- **Exercise directions**:
Leave out every picture and set down, exactly, the lines below from the one holding "positive clicks: (403, 295)" up to and including the one holding "positive clicks: (144, 108) (462, 109)".

Records drawn from a dataset
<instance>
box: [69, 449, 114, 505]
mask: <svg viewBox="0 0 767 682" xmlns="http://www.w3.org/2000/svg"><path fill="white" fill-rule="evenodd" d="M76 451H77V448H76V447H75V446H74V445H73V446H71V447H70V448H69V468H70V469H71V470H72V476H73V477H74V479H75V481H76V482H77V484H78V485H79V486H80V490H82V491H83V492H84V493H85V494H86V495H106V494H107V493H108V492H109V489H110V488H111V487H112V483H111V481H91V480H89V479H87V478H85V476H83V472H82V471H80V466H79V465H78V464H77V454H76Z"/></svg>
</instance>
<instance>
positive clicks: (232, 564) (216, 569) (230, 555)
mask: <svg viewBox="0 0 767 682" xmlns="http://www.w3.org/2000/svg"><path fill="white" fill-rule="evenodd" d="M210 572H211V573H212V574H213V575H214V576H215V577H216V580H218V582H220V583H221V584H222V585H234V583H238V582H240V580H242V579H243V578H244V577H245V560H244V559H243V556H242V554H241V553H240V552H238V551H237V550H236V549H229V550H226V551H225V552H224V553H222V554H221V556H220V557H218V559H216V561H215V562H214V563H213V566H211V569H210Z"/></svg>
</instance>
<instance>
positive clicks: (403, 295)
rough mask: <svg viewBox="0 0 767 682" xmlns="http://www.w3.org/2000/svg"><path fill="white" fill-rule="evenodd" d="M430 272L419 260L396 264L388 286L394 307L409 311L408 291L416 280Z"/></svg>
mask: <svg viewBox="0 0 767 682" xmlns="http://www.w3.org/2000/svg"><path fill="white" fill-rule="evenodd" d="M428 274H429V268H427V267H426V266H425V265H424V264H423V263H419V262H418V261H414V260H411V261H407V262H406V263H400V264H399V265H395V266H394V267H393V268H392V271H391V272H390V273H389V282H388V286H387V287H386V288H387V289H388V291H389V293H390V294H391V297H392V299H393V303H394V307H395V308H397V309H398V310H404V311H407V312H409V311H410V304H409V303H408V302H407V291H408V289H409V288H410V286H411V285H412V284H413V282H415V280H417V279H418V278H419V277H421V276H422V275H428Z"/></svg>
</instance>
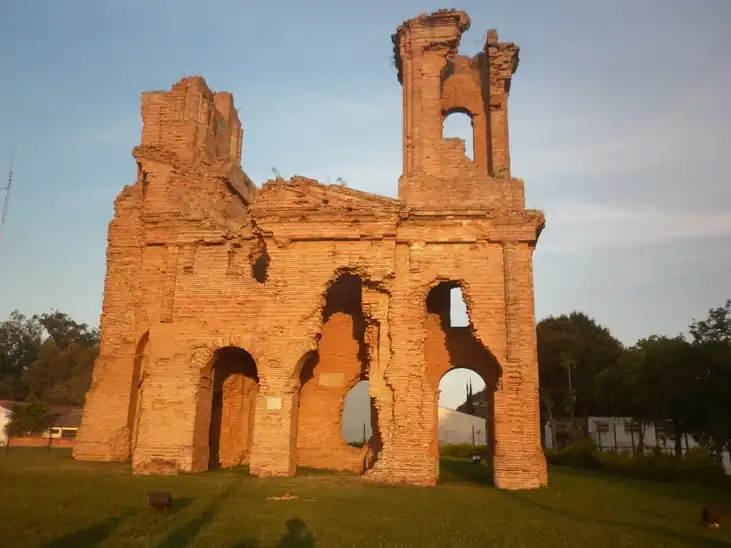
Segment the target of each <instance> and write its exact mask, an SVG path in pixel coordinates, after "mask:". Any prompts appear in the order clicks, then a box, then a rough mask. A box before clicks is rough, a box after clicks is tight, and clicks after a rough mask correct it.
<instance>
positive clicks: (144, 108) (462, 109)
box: [74, 10, 547, 489]
mask: <svg viewBox="0 0 731 548" xmlns="http://www.w3.org/2000/svg"><path fill="white" fill-rule="evenodd" d="M468 27H469V18H468V17H467V15H466V14H465V13H463V12H458V11H454V10H444V11H438V12H435V13H433V14H430V15H421V16H419V17H417V18H415V19H412V20H409V21H406V22H405V23H404V24H402V25H401V26H400V27H399V28H398V30H397V32H396V34H394V36H393V43H394V55H395V61H396V67H397V70H398V78H399V81H400V82H401V84H402V87H403V108H404V117H403V124H404V125H403V131H404V143H403V159H404V167H403V174H402V176H401V178H400V179H399V183H398V184H399V198H398V200H395V199H390V198H385V197H381V196H376V195H372V194H368V193H366V192H360V191H356V190H352V189H348V188H346V187H344V186H340V185H323V184H320V183H318V182H317V181H314V180H310V179H306V178H304V177H293V178H292V179H291V180H289V181H285V180H282V179H279V178H278V179H275V180H271V181H267V182H266V183H265V184H264V185H263V186H262V187H261V188H258V189H257V187H256V186H255V185H254V183H253V182H252V181H251V180H250V179H249V177H248V176H247V175H246V174H245V173H244V172H243V171H242V169H241V146H242V135H243V130H242V127H241V122H240V120H239V119H238V115H237V111H236V109H235V108H234V106H233V99H232V97H231V95H230V94H228V93H213V92H211V91H210V90H209V88H208V87H207V85H206V83H205V82H204V80H203V79H202V78H199V77H193V78H185V79H183V80H181V81H180V82H178V83H177V84H175V85H174V86H173V88H172V90H170V91H160V92H152V93H145V94H143V97H142V118H143V130H142V140H141V144H140V146H138V147H137V148H136V149H135V151H134V157H135V159H136V161H137V164H138V177H137V181H136V183H135V184H134V185H131V186H128V187H126V188H125V189H124V190H123V191H122V193H121V194H120V196H119V197H118V198H117V200H116V202H115V215H114V219H113V220H112V222H111V223H110V226H109V236H108V249H107V277H106V282H105V293H104V304H103V311H102V312H103V313H102V320H101V330H102V344H101V352H100V356H99V359H98V361H97V363H96V365H95V368H94V375H93V380H92V386H91V389H90V391H89V393H88V395H87V401H86V407H85V414H84V420H83V423H82V427H81V430H80V432H79V436H78V438H77V443H76V445H75V448H74V455H75V457H76V458H79V459H86V460H127V459H130V458H131V459H132V465H133V469H134V470H135V472H137V473H163V474H164V473H176V472H178V471H200V470H206V469H208V468H210V467H216V466H235V465H239V464H244V463H249V464H250V467H251V471H252V473H253V474H256V475H260V476H267V475H270V476H276V475H291V474H293V473H295V471H296V468H297V466H298V465H299V466H308V467H318V468H331V469H338V470H354V471H357V472H361V473H363V477H364V478H366V479H369V480H372V481H380V482H390V483H410V484H417V485H434V484H435V482H436V479H437V477H438V470H439V468H438V451H437V442H438V440H437V423H438V417H437V412H436V411H437V402H438V390H439V380H440V379H441V378H442V376H443V375H444V374H446V373H447V372H448V371H449V370H451V369H453V368H456V367H468V368H471V369H473V370H474V371H476V372H477V373H479V374H480V375H482V376H483V378H484V379H485V382H486V384H487V386H490V387H494V390H495V392H494V398H493V405H492V406H491V407H492V409H491V412H490V416H489V417H488V425H489V428H490V436H489V437H490V440H491V443H490V449H491V457H492V458H491V461H492V462H491V464H492V469H493V471H494V477H495V483H496V485H497V486H498V487H501V488H505V489H525V488H534V487H538V486H540V485H545V484H546V481H547V478H546V467H545V460H544V457H543V453H542V451H541V449H540V436H539V418H538V371H537V363H536V340H535V317H534V301H533V267H532V254H533V249H534V247H535V243H536V241H537V239H538V235H539V233H540V231H541V230H542V228H543V225H544V218H543V214H542V213H541V212H540V211H535V210H527V209H526V208H525V199H524V191H523V182H522V181H521V180H519V179H514V178H512V176H511V171H510V155H509V144H508V117H507V104H508V93H509V90H510V82H511V78H512V75H513V72H514V71H515V69H516V67H517V62H518V48H517V46H515V45H513V44H506V43H501V42H499V41H498V37H497V34H496V33H495V32H494V31H490V32H489V33H488V35H487V41H486V44H485V48H484V50H483V51H482V52H480V53H479V54H478V55H476V56H474V57H472V58H466V57H463V56H459V55H457V48H458V45H459V40H460V37H461V34H462V33H463V32H464V31H465V30H466V29H467V28H468ZM452 112H464V113H467V114H469V115H470V116H471V118H472V121H473V127H474V147H475V150H474V161H472V160H470V159H469V158H467V157H466V156H465V154H464V143H463V142H462V141H461V140H455V139H444V138H443V136H442V124H443V121H444V119H445V118H446V116H448V115H449V114H451V113H452ZM452 287H460V288H461V289H462V291H463V295H464V298H465V301H466V303H467V307H468V312H469V315H470V320H471V325H470V327H469V328H455V327H450V326H449V325H448V323H447V322H446V320H445V318H446V315H447V310H448V308H449V289H450V288H452ZM362 379H368V381H369V392H370V396H371V402H372V417H373V421H372V422H373V424H372V426H373V432H374V435H373V437H372V438H371V440H370V442H369V444H368V445H367V446H366V447H365V448H364V449H362V450H359V449H355V448H352V447H349V446H347V445H346V444H345V442H344V440H343V438H342V435H341V433H340V429H341V421H342V409H343V405H344V399H345V396H346V394H347V392H348V390H349V389H350V388H352V387H353V386H354V385H355V384H357V383H358V382H359V381H360V380H362Z"/></svg>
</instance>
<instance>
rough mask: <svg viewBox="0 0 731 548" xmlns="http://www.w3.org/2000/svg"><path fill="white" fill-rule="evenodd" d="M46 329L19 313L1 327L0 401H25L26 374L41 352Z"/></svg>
mask: <svg viewBox="0 0 731 548" xmlns="http://www.w3.org/2000/svg"><path fill="white" fill-rule="evenodd" d="M42 337H43V326H42V325H41V324H40V322H39V321H38V320H37V318H36V317H33V318H27V317H25V316H24V315H23V314H21V313H20V312H18V311H17V310H14V311H13V312H11V314H10V318H9V319H8V320H6V321H4V322H2V323H0V399H5V400H22V399H24V398H25V397H26V395H27V389H26V387H25V385H24V383H23V380H22V379H23V373H24V372H25V370H26V369H27V368H28V367H30V365H31V364H32V363H33V361H35V359H36V357H37V356H38V352H39V351H40V347H41V341H42Z"/></svg>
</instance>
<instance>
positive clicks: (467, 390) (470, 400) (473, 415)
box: [461, 379, 475, 416]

- **Answer**:
positive clicks: (403, 295)
rough mask: <svg viewBox="0 0 767 682" xmlns="http://www.w3.org/2000/svg"><path fill="white" fill-rule="evenodd" d="M430 272L419 260L396 264L388 286L394 307L409 311L408 291L416 280Z"/></svg>
mask: <svg viewBox="0 0 767 682" xmlns="http://www.w3.org/2000/svg"><path fill="white" fill-rule="evenodd" d="M428 274H429V268H427V267H426V266H425V265H424V264H423V263H419V262H418V261H414V260H411V261H407V262H406V263H400V264H399V265H395V266H394V267H393V268H392V271H391V272H390V273H389V282H388V286H387V287H386V288H387V289H388V291H389V293H390V294H391V297H392V299H393V303H394V307H395V308H397V309H398V310H404V311H407V312H409V311H410V304H409V303H408V302H407V291H408V289H409V288H410V286H411V285H412V284H413V282H415V280H417V279H418V278H419V277H421V276H422V275H428Z"/></svg>
</instance>
Segment the target of each <instance> and write its exact mask, an SVG path in pixel coordinates, after "mask:". Any prompts appear in the order clicks, then a box, then a rough mask. A box before clicks is rough, a box after clicks is tight, and clicks after a rough mask correct it.
<instance>
positive clicks: (144, 108) (462, 109)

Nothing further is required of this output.